» Source text:

Second wave burnout is real.
Regardless of what you do, it is common to be experiencing burnout with COVID and the added stress that it brings. There seems to be an increased divide in beliefs, which can be an added strain as well. It is hard to feel like “we are all in this together” when there are folks who protest what needs to be done to protect others. This, combined with being a helping professional in isolation and the colder and greyer weather has affected me.
While it is common to feel this way, it doesn’t mean it should be accepted or tolerated. Coping is not synonymous with acceptance or tolerance. Burnout can have effects both mentally and physically on a person and it’s important we do what we can to protect ourselves, and advocate for support from others.
Here are ten ways to cope with burnout:
- Taking breaks and stepping away. If I notice that I am not being productive in my work, or am staring aimlessly at the wall during my free time, I step away. Whether it is to get a drink of water or to do something different for a few minutes.
- Finding time for things I enjoy. This one is more of a “do as I say, not as I do” as I am not the most successful at this. One thing I try to prioritize is attempting the NY Times Crossword each day.
- Being vocal about it to normalize and find community. If you know me personally, you will know that I’ve been documenting how I’ve been doing each week in the pandemic. By doing so, others are reaching out and speaking up on how they’re doing.

» Source material:

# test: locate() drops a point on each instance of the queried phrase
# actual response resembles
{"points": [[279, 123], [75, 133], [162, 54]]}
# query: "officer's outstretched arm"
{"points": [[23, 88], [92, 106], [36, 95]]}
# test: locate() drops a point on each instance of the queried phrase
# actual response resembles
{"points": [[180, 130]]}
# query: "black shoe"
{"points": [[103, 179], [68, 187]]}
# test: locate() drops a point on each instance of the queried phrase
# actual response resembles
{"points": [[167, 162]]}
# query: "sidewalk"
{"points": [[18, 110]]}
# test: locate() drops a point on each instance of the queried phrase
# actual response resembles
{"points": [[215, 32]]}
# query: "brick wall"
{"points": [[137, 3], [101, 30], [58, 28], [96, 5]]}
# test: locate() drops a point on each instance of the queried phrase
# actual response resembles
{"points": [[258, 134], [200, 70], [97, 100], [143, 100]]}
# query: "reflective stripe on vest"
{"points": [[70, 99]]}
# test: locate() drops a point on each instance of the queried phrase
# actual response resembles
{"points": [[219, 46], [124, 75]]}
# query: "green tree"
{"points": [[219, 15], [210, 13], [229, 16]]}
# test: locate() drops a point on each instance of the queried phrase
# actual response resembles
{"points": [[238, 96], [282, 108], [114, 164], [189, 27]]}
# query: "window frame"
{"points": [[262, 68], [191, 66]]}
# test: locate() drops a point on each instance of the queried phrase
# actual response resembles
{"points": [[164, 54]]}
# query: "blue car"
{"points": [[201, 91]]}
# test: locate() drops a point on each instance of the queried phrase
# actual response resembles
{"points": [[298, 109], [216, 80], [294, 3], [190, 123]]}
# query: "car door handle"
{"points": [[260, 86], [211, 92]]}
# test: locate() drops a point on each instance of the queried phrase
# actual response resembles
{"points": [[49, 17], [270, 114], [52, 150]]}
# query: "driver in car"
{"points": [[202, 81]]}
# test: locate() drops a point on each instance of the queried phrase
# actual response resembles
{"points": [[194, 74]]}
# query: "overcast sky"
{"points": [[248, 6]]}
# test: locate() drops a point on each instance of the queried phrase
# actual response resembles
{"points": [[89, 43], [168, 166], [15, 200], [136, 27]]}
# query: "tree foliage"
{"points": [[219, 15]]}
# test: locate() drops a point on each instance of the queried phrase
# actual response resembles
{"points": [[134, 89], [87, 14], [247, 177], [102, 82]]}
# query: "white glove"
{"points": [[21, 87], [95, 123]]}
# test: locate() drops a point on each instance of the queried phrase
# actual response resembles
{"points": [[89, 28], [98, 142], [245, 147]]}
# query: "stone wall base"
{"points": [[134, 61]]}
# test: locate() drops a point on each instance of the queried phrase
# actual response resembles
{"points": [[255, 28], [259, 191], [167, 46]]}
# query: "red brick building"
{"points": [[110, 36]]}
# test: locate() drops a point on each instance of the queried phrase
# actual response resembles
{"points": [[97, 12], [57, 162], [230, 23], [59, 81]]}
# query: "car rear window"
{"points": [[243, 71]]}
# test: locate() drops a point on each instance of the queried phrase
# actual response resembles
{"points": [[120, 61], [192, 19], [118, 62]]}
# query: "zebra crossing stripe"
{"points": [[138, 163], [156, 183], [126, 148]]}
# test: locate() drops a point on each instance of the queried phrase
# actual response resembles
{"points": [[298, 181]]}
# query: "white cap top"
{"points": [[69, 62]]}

» What needs to be done: From the burnout text, quote the stretch from "Here are ten" through "a few minutes.". The material has no role in this.

» Result of the task:
Here are ten ways to cope with burnout:
- Taking breaks and stepping away. If I notice that I am not being productive in my work, or am staring aimlessly at the wall during my free time, I step away. Whether it is to get a drink of water or to do something different for a few minutes.